Point-per-instance localization data:
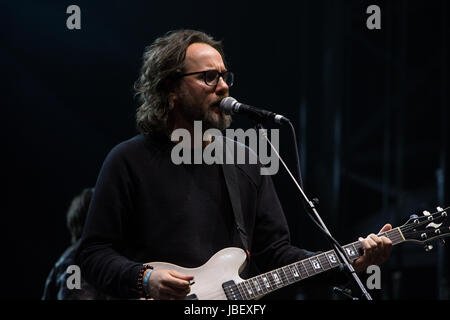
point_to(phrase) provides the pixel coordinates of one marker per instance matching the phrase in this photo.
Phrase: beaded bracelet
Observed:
(140, 281)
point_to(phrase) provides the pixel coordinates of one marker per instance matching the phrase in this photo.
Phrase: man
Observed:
(145, 208)
(56, 283)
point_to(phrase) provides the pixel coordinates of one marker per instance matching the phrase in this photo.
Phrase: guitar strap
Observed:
(230, 175)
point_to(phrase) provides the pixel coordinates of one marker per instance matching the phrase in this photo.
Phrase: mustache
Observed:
(219, 100)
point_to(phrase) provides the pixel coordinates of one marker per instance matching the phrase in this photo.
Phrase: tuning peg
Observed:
(443, 213)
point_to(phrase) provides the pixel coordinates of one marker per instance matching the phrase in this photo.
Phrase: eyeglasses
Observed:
(211, 77)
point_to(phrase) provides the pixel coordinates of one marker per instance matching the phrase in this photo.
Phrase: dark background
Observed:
(370, 108)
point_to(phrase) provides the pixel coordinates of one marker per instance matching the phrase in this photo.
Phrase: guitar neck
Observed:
(273, 280)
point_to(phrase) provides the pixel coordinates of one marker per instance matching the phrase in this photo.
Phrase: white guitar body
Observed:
(224, 266)
(218, 278)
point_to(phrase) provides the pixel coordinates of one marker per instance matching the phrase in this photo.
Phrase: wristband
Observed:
(145, 282)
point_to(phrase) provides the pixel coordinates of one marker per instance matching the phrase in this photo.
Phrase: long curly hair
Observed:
(163, 63)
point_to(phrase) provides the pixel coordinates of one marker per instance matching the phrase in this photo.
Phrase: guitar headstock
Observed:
(428, 227)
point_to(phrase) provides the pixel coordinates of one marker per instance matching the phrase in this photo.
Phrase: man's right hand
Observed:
(169, 284)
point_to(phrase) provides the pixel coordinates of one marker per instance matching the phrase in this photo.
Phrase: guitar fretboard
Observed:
(270, 281)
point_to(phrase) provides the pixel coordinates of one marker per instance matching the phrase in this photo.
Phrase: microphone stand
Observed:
(312, 211)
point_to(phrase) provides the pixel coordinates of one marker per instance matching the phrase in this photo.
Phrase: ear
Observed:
(172, 100)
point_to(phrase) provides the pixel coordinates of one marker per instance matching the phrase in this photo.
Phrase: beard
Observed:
(211, 119)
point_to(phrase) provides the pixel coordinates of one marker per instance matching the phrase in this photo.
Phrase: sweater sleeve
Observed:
(100, 255)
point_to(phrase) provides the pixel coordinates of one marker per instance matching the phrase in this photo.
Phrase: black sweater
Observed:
(146, 209)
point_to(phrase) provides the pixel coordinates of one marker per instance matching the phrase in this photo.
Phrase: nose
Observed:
(221, 87)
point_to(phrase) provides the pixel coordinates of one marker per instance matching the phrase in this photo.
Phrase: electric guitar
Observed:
(218, 278)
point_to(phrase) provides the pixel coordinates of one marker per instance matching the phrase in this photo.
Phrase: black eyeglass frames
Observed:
(211, 77)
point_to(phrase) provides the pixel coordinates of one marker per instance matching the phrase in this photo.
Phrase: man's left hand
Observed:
(376, 250)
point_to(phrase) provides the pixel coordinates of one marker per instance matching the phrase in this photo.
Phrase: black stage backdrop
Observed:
(370, 108)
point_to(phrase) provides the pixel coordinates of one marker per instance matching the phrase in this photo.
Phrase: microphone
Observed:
(230, 105)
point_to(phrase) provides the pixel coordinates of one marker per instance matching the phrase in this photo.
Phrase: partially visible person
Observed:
(56, 283)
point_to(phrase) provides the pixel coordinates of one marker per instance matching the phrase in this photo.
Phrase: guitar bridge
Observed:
(231, 290)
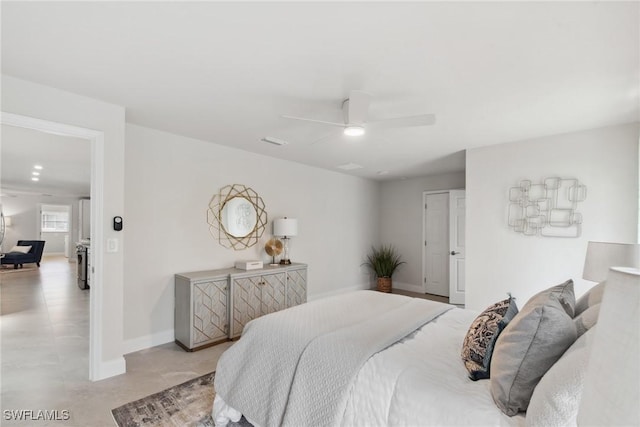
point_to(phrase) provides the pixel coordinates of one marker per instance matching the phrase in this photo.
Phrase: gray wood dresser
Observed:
(214, 306)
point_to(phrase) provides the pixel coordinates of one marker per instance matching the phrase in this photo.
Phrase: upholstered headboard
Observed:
(612, 383)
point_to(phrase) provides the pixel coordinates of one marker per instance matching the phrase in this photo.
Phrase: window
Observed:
(55, 222)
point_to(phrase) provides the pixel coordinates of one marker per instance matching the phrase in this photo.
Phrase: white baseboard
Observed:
(148, 341)
(337, 292)
(110, 368)
(408, 287)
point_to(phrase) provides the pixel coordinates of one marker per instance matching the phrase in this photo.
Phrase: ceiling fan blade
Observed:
(407, 121)
(358, 107)
(324, 138)
(314, 121)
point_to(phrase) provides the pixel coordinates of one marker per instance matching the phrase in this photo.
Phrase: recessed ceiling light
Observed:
(274, 141)
(349, 166)
(354, 131)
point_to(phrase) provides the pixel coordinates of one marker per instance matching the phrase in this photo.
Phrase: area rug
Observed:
(186, 404)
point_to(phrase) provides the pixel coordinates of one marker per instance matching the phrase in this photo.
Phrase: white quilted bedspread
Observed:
(421, 381)
(296, 367)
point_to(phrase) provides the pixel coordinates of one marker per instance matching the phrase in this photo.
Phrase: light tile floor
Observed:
(44, 348)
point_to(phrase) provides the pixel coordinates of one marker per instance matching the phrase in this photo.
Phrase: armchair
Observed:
(33, 256)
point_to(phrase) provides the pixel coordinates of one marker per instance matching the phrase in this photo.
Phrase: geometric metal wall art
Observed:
(547, 209)
(236, 217)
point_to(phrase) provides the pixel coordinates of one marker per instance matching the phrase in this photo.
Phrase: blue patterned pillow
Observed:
(478, 344)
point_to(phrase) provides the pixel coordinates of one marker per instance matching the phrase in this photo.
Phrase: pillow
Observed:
(530, 344)
(556, 399)
(587, 319)
(21, 249)
(591, 298)
(563, 293)
(478, 344)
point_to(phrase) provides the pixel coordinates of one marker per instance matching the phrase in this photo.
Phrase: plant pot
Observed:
(384, 284)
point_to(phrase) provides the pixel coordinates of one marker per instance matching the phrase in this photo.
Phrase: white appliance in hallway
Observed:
(83, 252)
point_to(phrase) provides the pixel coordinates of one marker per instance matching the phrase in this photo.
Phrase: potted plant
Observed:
(383, 261)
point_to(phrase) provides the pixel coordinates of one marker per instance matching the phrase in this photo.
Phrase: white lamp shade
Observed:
(285, 227)
(603, 255)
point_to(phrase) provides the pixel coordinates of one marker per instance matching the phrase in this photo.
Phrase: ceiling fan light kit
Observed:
(355, 110)
(354, 131)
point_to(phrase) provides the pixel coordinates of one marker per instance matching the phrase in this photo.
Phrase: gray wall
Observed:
(401, 221)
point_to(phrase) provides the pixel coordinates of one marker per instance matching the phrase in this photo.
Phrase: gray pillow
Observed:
(530, 344)
(591, 298)
(587, 319)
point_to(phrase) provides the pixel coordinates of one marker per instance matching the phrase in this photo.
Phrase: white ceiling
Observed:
(225, 72)
(65, 161)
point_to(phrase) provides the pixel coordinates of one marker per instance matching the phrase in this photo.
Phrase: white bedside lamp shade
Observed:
(601, 256)
(285, 227)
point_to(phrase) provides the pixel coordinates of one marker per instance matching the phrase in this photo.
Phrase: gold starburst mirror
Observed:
(236, 217)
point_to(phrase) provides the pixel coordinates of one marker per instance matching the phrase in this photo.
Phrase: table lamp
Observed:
(285, 228)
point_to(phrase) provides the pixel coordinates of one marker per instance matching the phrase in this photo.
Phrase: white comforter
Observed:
(418, 381)
(296, 367)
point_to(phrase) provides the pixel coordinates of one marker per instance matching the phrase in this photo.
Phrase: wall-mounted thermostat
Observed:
(117, 223)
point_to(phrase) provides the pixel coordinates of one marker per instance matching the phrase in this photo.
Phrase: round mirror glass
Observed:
(239, 216)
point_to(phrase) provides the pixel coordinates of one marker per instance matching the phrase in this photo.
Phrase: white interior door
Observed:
(436, 263)
(456, 246)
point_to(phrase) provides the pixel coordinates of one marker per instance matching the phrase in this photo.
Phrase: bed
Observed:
(371, 359)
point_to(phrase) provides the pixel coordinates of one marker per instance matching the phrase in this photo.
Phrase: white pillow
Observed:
(21, 249)
(556, 398)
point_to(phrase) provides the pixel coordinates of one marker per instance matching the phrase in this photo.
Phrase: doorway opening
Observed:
(96, 139)
(444, 246)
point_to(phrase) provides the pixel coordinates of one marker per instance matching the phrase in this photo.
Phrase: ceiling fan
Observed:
(355, 109)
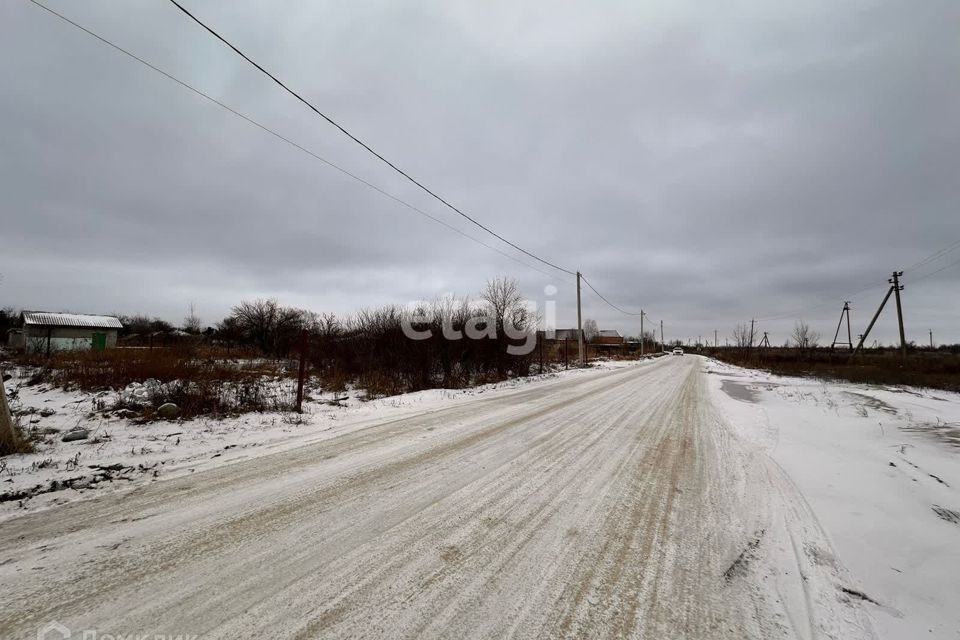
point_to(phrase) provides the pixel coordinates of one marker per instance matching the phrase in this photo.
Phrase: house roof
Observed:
(565, 334)
(48, 319)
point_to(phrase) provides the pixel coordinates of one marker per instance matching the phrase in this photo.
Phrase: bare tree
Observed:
(267, 325)
(192, 323)
(503, 298)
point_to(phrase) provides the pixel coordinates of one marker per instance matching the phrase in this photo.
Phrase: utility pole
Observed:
(7, 436)
(836, 336)
(863, 336)
(641, 332)
(302, 370)
(579, 322)
(897, 288)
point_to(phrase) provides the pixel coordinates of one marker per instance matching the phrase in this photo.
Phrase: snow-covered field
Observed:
(676, 498)
(880, 467)
(119, 452)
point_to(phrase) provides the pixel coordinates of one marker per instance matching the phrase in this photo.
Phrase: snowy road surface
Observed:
(612, 504)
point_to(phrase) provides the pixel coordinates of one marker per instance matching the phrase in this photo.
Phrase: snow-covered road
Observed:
(611, 504)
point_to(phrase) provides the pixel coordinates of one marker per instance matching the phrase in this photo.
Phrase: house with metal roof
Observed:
(609, 336)
(46, 332)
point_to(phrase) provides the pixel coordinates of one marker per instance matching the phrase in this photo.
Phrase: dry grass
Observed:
(206, 381)
(117, 368)
(936, 370)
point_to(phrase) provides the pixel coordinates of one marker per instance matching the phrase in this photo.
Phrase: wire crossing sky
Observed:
(707, 164)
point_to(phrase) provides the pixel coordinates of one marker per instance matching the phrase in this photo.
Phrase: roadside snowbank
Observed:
(880, 466)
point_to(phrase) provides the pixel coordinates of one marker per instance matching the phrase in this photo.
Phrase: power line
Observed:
(364, 144)
(285, 139)
(933, 273)
(316, 156)
(600, 295)
(934, 256)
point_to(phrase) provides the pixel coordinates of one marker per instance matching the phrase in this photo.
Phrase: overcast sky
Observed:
(748, 159)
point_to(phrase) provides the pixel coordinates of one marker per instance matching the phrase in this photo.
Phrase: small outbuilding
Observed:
(46, 332)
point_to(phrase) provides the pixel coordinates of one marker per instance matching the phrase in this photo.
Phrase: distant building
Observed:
(559, 335)
(45, 332)
(608, 336)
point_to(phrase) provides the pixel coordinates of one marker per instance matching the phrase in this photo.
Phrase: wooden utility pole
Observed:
(302, 370)
(836, 336)
(642, 313)
(866, 333)
(7, 436)
(579, 323)
(897, 288)
(540, 340)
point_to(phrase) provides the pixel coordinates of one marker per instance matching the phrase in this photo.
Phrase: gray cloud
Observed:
(709, 165)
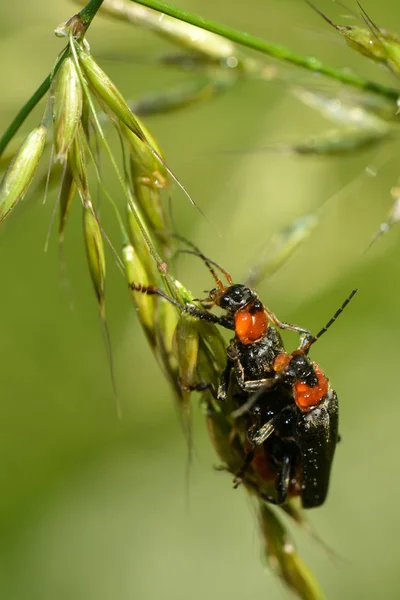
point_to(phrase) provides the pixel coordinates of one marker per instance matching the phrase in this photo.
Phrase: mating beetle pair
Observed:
(283, 402)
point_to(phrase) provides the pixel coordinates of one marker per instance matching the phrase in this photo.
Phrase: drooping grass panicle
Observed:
(21, 170)
(67, 107)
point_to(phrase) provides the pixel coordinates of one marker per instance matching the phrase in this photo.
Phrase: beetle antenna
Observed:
(197, 252)
(308, 342)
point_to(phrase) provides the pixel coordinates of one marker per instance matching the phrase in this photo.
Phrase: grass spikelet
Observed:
(66, 195)
(97, 268)
(21, 171)
(283, 559)
(149, 178)
(108, 94)
(95, 253)
(195, 39)
(145, 305)
(67, 107)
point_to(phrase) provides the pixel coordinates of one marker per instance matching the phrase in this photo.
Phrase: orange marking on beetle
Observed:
(281, 362)
(250, 326)
(306, 396)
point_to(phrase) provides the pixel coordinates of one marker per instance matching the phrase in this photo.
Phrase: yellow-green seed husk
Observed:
(137, 241)
(67, 107)
(188, 36)
(283, 558)
(145, 163)
(77, 163)
(21, 170)
(149, 177)
(136, 272)
(95, 252)
(67, 193)
(108, 94)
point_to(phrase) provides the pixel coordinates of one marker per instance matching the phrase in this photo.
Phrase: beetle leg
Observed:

REQUIRED ACTION >>
For the word "shade", go through the records and show each line that carries it.

EXERCISE RESULT >>
Phrase: white lamp shade
Phrase: white bedside lamp shade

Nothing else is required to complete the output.